## TASK TO CARRY OUT
Output the data exactly, with every line intact.

## RECORD LIST
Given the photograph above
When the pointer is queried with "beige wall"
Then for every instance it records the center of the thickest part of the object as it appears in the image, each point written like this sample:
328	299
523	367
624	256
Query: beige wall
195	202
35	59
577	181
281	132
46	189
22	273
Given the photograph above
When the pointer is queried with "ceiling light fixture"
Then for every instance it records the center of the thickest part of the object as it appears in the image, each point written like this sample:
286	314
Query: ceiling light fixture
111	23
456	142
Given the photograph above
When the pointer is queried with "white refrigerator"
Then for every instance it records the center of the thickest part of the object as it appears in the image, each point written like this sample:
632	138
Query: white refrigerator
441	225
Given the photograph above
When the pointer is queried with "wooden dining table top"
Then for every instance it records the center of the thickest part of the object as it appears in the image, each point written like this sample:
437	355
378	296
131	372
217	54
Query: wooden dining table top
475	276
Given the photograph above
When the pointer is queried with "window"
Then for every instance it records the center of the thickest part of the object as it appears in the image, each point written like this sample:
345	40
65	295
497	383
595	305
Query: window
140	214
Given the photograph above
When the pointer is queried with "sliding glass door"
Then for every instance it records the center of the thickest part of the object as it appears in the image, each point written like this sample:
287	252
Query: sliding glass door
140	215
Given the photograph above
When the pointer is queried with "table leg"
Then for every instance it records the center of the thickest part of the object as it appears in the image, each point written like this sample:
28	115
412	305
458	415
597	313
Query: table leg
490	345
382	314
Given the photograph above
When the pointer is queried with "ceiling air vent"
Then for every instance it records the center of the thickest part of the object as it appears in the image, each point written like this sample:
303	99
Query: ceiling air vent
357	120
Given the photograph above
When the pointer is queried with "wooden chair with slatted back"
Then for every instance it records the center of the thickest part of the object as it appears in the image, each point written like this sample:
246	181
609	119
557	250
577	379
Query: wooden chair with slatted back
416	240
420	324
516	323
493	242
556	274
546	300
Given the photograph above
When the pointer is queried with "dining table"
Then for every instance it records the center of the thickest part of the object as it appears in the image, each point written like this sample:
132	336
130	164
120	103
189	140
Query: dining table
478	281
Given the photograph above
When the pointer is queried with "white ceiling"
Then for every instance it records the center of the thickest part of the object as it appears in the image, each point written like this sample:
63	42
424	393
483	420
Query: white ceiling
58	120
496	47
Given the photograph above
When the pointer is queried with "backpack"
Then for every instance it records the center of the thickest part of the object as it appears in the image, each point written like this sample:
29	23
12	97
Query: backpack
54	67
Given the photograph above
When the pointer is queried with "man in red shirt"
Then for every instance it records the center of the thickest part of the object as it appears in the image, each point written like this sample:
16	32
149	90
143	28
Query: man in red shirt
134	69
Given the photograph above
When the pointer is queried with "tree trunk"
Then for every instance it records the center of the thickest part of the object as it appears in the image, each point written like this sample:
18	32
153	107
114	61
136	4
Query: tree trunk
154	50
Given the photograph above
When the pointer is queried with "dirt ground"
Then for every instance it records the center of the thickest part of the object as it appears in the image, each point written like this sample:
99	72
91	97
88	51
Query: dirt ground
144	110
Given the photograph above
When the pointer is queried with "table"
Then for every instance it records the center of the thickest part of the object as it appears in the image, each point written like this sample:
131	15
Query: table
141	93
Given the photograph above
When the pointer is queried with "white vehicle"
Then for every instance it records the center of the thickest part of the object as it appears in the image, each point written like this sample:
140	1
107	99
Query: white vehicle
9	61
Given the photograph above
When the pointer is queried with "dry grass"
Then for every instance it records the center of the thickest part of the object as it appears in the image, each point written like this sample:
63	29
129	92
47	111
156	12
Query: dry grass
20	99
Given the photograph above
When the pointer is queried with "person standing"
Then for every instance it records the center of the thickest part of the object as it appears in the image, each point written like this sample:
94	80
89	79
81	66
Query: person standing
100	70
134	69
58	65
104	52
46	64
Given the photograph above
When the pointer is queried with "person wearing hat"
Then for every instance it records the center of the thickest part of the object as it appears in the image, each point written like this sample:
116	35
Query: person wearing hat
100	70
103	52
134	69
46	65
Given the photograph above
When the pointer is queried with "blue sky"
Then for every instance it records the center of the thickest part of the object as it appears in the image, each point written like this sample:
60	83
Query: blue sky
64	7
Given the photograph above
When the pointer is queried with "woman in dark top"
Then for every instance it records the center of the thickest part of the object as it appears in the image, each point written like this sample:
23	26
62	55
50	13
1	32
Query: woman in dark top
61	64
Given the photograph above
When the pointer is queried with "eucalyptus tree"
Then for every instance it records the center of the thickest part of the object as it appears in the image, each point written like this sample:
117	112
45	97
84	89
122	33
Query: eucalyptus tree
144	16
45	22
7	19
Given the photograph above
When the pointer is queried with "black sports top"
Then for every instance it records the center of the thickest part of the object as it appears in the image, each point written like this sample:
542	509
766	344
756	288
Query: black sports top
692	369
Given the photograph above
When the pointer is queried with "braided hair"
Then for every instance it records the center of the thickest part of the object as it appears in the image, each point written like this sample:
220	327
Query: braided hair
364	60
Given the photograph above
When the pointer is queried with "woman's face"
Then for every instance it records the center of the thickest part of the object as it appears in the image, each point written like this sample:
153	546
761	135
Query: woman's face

## THE OUTPUT
Given the photograph above
When the pointer is queried with "beige wall"
Then for every instance it records the center of the thickest part of the object as it appears in the image, each point written like this sample:
328	299
523	367
624	256
Query: beige wall
195	202
35	59
577	181
281	132
46	189
22	273
Given the photograph above
When the pointer is queried with "ceiling light fixture"
Then for every instance it records the center of the thickest part of the object as it appears in the image, each point written like this sample:
286	314
Query: ceiling light fixture
111	23
456	142
Given the photograph above
When the pointer is queried with "white refrigerator"
Then for every instance it records the center of the thickest part of the object as it appears in the image, each point written like this sample:
632	138
Query: white refrigerator
441	225
Given the photograph above
When the pointer is queried with "wooden dining table top"
Then for every instance it records the center of the thickest part of the object as it appears in the image, each point written like this sample:
437	355
378	296
131	372
217	54
Query: wooden dining table top
475	276
Given the photograph above
When the pointer is queried with "window"
Then for every instance it records the center of the thickest part of the object as it appears in the image, each point written like this sample:
345	40
65	295
497	383
595	305
Query: window
140	214
Given the photograph above
When the pointer is queried with "sliding glass door"
Then for every instance it records the center of the thickest part of the object as it appears in the image, each point written like this sample:
287	252
Query: sliding glass door
140	215
Given the photograph above
When the pointer is queried with "table leg"
Then for every instance it records the center of the thickest part of the object as it appears in the image, each point written like this sample:
28	115
412	305
458	415
597	313
Query: table leg
490	345
382	314
Given the photograph above
When the pointer is queried with "ceiling air vent"
Then for every instance it records the center of the thickest part of the object as it appears in the image, each point written like this sample:
303	99
Query: ceiling air vent
357	120
Given the photograph above
When the pointer is queried with "wooden chair with slatted back"
Then for every instance it records the center of the thickest part of the object as it appears in the image, each point written like this sample:
246	181
609	119
557	250
577	379
Query: wooden chair with slatted back
416	240
420	324
516	323
493	242
556	274
546	300
Given the photograph above
When the pointer is queried with "dining table"
Then for every instance it records the center of the thickest part of the object as it appears in the image, each point written like this sample:
132	336
130	164
120	103
189	140
Query: dining table
478	281
Given the photograph above
When the pointer is queried with "white ceiling"
Then for every instance it records the center of the thickest part of the object as it appears in the image, each point written like this sample:
63	42
424	393
483	420
Query: white ceiling
58	120
496	47
Given the photograph above
When the pointer is queried with "backpack"
Then for every instance it records the center of the thickest part of the object as it appears in the image, each point written like this sample:
29	23
12	97
Query: backpack
54	67
Given the photograph above
When the pointer is queried with "man in red shirt"
Then for every instance it records the center of the thickest part of the object as it appears in the image, each point written like this sample:
16	32
149	90
143	28
Query: man in red shirt
134	69
Given the photograph above
When the pointer is queried with "tree trunk"
Then for every instance it records the center of the thickest part of the object as it appears in the image, each point written like this sample:
18	32
153	107
114	61
136	4
Query: tree trunk
154	50
Given the photograph above
When the pointer is queried with "dirt ground"
Then for every instance it records the center of the thickest part of the object as it appears in the image, each point written like this sample:
99	72
91	97
88	51
Query: dirt ground
144	110
Given the photograph above
When the pointer is queried with "table"
Then for every instance it records the center of the thickest part of the object as it appears in the image, each point written like this sample:
131	15
Query: table
141	93
Given the photograph above
When the pointer is queried with "white vehicle"
Then for every instance it records the center of the thickest part of the object as it appears in the image, each point written like this sample:
140	1
107	99
Query: white vehicle
9	61
Given the photograph above
When the pointer is queried with "dry grass"
Then for every instance it records the center of the thickest part of the object as it appears in the image, each point written like this sample:
63	29
129	92
47	111
156	12
Query: dry grass
20	99
Given the photograph above
When the pointer is queried with "person standing"
Then for every instance it records the center of the thickest part of the object as it appears in the image, each point written like this sample:
94	80
89	79
81	66
Query: person standing
100	70
134	69
58	65
104	52
46	64
Given the photograph above
When the pointer is queried with "person wearing hat"
Then for every instance it records the center of the thickest part of the object as it appears in the image, each point written like this sample:
116	35
Query: person wearing hat
100	70
103	52
134	69
46	65
Given the photograph above
When the pointer is queried with "blue sky"
Then for every instance it records the center of the thickest part of the object as it appears in the image, each point written like this sample:
60	83
Query: blue sky
64	7
Given the photograph above
When the pointer is queried with "woman in dark top"
Then for every instance it records the center of the thickest part of the object as it appears in the image, each point written like this sample:
23	26
62	55
50	13
1	32
Query: woman in dark top
61	64
Given the photograph above
When the pointer is queried with "eucalyptus tree"
Then for every instance it records the center of the thickest part of the object as it appears in the image, each point written like this sample:
117	112
45	97
84	89
122	33
Query: eucalyptus tree
144	16
45	22
7	19
Given the photograph above
When the pointer is queried with "black sports top"
Then for every instance it records the center of the thickest part of the object as it appears in the image, each point written like this sample:
542	509
766	344
756	288
Query: black sports top
692	369
Given the photograph above
When the pointer is queried with "braided hair"
Then for every instance it records the center of the thickest part of the object as it appears in the image, each point written like this sample:
220	327
Query: braided hair
364	60
Given the photograph above
When the pointer is queried with "woman's face"
Then for every instance it records the center of the thickest part of the object as it appears in the image, each point written like this sample:
153	546
761	135
Query: woman's face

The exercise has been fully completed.